# Work to do:
Gather every line in the rows below that contains the string "clouds" and copy each such line in full. The match is case-sensitive.

# Task inputs:
• • • • • • •

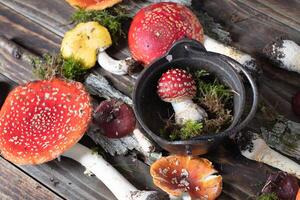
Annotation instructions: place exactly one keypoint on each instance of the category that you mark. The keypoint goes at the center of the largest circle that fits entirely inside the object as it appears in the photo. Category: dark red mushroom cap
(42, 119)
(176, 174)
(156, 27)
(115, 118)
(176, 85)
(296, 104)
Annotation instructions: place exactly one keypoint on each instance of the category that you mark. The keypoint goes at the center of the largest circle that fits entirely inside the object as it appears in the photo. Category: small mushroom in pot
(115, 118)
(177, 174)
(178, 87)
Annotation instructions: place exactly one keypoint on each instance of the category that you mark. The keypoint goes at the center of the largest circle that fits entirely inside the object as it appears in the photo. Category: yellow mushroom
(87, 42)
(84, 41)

• • • • • • •

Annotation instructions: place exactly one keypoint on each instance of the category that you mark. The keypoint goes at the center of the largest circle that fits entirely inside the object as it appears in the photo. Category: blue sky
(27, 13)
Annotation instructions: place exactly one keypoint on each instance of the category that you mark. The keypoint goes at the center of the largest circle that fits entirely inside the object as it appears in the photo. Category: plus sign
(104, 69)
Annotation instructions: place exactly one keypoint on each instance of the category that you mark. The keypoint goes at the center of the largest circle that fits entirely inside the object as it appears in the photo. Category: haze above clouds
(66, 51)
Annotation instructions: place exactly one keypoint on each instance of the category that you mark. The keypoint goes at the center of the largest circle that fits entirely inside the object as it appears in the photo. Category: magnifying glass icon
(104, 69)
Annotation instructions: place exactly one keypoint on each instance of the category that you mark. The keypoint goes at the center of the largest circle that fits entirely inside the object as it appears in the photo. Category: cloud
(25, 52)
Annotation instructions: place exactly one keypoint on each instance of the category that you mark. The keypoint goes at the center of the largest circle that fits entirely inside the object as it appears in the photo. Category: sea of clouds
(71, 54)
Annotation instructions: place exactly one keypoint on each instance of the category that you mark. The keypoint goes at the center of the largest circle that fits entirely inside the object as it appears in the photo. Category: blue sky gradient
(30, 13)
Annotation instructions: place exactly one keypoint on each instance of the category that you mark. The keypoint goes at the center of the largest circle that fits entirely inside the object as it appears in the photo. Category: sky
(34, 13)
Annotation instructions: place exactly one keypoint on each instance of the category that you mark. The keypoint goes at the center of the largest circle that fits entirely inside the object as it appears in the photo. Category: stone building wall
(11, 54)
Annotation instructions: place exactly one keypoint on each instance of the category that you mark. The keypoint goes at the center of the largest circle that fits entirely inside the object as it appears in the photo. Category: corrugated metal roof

• • • • • • •

# Exercise output:
Annotation instructions: place exactly one keypoint on each instance of the category that you mark. The keypoint goes at the center of the largest circle that fits entirely inside the object as it appears in the photo. Category: haze above clouds
Annotation instructions: place exactly one keypoint on each instance of the category that you mark. The keypoint goes at the center of the largest circle that fits entirely inside the object as it appears in the photo. Category: sea of clouds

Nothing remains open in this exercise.